#### Work to complete:
Rewrite the records as a two-column CSV with the columns "label_request" and "points", one row per request holding its text and its answer. Put each value in a single quoted field with line breaks changed to spaces, covering only the lines between the one holding "Practice step: indicate the road" and the one holding "[1090, 585]", inclusive.

#### Material for this exercise:
☆ ☆ ☆ ☆ ☆ ☆ ☆

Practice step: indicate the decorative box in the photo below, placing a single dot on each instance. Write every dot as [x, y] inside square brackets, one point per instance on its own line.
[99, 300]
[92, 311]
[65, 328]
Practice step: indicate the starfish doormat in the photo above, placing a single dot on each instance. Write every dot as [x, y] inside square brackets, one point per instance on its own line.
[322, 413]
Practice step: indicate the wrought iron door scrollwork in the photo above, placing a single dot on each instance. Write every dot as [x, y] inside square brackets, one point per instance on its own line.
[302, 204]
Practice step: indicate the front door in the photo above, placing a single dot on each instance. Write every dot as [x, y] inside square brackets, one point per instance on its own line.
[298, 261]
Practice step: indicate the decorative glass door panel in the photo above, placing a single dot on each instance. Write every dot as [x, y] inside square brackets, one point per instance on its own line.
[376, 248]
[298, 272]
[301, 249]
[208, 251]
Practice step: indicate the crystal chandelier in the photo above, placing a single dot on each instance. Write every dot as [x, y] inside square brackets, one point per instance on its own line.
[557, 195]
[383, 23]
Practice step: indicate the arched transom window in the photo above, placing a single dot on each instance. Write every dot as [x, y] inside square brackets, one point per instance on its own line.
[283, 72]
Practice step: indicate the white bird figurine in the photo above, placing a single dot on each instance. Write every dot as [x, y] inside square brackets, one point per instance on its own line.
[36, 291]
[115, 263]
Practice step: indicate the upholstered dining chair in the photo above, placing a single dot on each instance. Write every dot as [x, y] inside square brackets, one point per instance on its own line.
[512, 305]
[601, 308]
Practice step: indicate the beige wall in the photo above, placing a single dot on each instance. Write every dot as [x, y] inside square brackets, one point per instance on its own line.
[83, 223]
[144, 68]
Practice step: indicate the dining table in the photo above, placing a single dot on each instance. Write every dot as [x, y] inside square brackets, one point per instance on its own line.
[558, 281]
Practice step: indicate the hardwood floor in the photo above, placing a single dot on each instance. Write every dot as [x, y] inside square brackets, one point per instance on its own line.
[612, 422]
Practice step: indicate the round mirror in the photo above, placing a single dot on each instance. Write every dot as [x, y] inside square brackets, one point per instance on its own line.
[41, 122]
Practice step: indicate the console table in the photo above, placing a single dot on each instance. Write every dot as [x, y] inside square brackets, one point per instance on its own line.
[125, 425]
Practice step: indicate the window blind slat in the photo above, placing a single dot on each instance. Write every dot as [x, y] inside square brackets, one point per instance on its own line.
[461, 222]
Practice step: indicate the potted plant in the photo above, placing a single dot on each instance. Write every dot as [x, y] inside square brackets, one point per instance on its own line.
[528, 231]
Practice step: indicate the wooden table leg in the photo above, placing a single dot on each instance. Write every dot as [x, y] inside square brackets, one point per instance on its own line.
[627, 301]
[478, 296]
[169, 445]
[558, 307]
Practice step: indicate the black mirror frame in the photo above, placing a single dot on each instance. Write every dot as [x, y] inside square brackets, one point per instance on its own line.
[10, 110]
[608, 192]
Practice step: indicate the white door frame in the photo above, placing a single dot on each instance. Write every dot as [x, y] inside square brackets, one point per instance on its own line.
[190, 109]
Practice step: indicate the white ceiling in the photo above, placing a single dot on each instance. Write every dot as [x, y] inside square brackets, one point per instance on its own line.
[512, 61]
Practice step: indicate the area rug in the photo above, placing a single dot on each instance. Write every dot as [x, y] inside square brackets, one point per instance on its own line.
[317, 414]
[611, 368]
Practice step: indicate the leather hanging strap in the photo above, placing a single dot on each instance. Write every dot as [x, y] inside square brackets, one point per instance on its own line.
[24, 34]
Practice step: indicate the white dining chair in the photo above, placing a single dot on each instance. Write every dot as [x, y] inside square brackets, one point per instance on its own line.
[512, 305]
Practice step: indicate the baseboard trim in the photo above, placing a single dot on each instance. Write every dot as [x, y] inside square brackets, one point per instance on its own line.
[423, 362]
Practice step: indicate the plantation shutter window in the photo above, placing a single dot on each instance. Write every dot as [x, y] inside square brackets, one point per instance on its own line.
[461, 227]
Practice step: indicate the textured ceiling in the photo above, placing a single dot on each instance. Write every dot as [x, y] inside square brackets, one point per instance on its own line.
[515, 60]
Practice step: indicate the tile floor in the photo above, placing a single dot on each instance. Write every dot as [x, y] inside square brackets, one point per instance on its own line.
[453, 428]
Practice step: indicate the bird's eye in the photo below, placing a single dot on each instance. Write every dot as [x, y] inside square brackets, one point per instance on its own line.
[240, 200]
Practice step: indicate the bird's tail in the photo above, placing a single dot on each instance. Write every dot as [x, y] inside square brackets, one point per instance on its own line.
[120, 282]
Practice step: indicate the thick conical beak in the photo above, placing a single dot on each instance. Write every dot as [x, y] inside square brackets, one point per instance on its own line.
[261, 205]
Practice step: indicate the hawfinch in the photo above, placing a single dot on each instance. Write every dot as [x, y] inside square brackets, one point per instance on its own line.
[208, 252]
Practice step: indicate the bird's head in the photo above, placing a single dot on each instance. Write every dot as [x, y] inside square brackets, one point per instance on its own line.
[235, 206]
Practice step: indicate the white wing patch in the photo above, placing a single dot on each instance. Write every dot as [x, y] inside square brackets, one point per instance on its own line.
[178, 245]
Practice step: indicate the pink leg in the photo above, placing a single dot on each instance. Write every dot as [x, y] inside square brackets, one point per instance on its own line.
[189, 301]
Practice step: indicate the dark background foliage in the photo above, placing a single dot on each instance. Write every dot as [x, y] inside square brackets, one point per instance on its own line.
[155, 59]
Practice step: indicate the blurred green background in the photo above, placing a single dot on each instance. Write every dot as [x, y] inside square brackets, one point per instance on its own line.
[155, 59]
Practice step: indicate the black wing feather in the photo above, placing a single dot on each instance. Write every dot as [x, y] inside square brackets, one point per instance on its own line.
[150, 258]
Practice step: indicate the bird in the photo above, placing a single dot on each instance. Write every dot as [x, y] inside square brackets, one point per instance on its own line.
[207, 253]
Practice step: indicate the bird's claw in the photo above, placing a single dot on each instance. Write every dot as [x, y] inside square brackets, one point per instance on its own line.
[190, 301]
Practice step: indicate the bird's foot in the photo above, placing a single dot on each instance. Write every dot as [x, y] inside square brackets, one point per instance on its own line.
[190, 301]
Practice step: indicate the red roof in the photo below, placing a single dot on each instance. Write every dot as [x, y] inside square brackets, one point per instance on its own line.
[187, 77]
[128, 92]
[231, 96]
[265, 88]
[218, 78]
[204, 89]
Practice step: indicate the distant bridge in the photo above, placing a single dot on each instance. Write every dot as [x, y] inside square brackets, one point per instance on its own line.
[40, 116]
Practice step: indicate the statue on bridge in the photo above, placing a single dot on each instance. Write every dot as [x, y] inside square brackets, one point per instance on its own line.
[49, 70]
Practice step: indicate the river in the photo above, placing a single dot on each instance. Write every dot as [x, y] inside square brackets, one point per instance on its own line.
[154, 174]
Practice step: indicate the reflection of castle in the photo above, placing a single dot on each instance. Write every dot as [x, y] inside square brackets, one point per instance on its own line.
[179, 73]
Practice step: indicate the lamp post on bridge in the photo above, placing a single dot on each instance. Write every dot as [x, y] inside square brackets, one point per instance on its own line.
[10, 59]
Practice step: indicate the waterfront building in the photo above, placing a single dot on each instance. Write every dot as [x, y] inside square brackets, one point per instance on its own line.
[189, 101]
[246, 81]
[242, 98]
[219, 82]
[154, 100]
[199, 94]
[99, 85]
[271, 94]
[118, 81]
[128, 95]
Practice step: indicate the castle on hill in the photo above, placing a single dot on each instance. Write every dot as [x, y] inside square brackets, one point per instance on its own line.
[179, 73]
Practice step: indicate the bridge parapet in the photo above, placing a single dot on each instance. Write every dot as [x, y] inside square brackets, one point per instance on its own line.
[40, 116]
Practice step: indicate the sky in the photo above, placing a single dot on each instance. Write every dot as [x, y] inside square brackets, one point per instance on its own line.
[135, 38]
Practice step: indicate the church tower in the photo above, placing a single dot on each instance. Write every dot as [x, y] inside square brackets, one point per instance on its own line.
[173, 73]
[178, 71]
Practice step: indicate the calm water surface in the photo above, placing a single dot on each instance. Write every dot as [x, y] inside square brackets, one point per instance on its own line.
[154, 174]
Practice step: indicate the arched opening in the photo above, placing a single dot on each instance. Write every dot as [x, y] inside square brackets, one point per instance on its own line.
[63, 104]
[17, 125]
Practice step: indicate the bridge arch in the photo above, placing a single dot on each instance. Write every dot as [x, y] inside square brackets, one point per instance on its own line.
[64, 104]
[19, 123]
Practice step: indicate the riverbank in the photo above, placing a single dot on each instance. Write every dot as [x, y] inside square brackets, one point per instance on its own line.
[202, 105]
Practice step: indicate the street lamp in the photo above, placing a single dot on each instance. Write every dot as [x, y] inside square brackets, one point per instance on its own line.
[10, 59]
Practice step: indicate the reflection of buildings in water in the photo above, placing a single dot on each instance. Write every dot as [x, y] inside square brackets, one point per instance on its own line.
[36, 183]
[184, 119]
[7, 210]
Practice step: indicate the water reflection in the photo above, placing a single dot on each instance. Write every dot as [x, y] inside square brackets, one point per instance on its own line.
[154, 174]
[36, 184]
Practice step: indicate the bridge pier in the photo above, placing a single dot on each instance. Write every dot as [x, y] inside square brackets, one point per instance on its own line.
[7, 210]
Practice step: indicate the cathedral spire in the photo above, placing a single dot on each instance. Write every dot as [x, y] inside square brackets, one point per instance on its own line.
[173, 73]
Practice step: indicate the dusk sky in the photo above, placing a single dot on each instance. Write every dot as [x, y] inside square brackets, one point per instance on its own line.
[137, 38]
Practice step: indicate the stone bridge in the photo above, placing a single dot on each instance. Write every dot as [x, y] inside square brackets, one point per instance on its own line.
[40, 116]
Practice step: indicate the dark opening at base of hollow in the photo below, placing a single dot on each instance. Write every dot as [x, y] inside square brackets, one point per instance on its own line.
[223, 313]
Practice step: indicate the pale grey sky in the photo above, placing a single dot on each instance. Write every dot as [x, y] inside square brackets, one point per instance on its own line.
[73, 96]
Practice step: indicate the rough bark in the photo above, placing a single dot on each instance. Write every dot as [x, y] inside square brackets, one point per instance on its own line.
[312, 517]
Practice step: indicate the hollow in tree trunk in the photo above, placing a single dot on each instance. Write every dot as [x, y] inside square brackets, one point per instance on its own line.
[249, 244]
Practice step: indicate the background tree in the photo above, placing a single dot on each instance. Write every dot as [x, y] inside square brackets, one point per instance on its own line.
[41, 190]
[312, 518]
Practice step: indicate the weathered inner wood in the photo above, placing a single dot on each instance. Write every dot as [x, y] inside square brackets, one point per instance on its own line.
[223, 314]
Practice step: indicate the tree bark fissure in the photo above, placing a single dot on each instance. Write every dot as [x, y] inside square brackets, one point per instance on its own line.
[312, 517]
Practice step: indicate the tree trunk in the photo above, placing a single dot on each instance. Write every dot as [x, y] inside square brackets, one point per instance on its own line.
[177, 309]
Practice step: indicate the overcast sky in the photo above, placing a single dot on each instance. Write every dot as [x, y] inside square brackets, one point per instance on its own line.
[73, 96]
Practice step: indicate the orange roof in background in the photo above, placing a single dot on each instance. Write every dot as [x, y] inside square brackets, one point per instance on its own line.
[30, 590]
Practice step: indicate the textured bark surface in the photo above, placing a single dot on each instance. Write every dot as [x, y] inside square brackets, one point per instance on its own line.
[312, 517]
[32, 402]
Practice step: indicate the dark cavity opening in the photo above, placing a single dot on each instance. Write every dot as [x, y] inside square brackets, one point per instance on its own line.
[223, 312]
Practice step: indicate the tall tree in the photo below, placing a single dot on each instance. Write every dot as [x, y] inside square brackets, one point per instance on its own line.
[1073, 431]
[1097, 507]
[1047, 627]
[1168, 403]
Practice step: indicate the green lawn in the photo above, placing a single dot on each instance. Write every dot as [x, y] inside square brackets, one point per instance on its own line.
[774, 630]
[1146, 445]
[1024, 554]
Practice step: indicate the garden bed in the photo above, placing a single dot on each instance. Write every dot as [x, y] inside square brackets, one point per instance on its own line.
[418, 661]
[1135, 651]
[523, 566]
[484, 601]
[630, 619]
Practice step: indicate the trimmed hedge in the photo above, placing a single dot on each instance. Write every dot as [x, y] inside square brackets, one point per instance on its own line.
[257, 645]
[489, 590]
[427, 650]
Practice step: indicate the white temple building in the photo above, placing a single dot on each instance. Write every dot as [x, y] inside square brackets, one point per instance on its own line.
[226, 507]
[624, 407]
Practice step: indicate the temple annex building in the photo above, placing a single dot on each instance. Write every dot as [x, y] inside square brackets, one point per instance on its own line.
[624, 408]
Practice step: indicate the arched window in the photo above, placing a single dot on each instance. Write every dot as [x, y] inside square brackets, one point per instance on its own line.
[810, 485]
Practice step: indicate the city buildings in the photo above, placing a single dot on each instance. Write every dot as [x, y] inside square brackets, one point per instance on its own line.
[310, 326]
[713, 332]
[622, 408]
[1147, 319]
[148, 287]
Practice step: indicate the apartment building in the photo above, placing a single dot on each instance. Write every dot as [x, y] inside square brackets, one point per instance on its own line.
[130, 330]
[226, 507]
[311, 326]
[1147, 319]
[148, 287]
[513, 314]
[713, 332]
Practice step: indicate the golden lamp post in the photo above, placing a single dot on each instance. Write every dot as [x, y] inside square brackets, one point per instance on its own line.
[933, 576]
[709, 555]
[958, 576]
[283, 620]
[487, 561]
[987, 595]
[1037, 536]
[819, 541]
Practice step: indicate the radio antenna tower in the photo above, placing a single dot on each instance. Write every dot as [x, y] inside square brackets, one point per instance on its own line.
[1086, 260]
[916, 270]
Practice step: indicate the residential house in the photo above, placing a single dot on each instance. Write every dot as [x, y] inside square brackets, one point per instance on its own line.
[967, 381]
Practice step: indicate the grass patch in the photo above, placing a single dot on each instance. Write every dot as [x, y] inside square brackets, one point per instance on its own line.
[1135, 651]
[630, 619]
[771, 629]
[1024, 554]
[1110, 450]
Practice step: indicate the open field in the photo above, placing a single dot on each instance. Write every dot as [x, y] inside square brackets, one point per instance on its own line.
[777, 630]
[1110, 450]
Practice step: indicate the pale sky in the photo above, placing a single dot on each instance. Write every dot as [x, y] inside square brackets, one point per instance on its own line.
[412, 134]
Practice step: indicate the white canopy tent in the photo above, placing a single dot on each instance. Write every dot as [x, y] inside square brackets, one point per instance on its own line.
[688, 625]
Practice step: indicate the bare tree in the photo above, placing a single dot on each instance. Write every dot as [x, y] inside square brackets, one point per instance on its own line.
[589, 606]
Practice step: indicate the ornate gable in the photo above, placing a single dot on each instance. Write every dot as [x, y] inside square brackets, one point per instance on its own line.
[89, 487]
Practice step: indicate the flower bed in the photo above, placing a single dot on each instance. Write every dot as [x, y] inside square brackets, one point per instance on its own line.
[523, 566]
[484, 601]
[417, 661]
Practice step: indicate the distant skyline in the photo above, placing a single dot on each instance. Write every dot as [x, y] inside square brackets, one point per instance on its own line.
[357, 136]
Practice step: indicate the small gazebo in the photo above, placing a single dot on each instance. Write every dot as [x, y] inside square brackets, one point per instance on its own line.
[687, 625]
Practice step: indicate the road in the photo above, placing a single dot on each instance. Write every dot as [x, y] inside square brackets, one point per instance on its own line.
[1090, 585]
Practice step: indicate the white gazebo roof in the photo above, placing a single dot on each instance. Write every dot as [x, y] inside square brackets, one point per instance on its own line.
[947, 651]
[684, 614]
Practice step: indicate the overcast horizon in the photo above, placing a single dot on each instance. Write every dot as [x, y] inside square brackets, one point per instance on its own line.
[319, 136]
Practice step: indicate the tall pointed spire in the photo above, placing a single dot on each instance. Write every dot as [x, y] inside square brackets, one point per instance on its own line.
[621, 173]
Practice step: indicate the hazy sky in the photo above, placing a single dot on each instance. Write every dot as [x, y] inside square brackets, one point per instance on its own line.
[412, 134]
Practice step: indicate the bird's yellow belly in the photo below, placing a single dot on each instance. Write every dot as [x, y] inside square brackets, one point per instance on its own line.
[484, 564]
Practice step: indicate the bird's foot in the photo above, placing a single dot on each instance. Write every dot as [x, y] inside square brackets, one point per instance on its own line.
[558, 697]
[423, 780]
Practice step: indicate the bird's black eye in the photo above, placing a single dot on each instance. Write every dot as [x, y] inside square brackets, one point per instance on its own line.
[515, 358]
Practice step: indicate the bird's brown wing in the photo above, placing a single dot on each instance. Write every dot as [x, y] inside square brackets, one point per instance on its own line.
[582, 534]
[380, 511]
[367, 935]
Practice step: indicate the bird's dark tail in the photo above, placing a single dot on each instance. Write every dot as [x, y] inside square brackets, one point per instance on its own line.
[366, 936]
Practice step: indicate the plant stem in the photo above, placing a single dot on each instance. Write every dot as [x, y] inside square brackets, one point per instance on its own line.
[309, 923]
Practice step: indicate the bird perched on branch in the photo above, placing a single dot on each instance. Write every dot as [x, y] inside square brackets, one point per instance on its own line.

☆ ☆ ☆ ☆ ☆ ☆ ☆

#### Expected answer:
label_request,points
"Practice step: indicate the road in the photo above, placing a single dot on each instance. Write every dot as [x, y] inside square brackets, one point per instance on its own line.","[1090, 585]"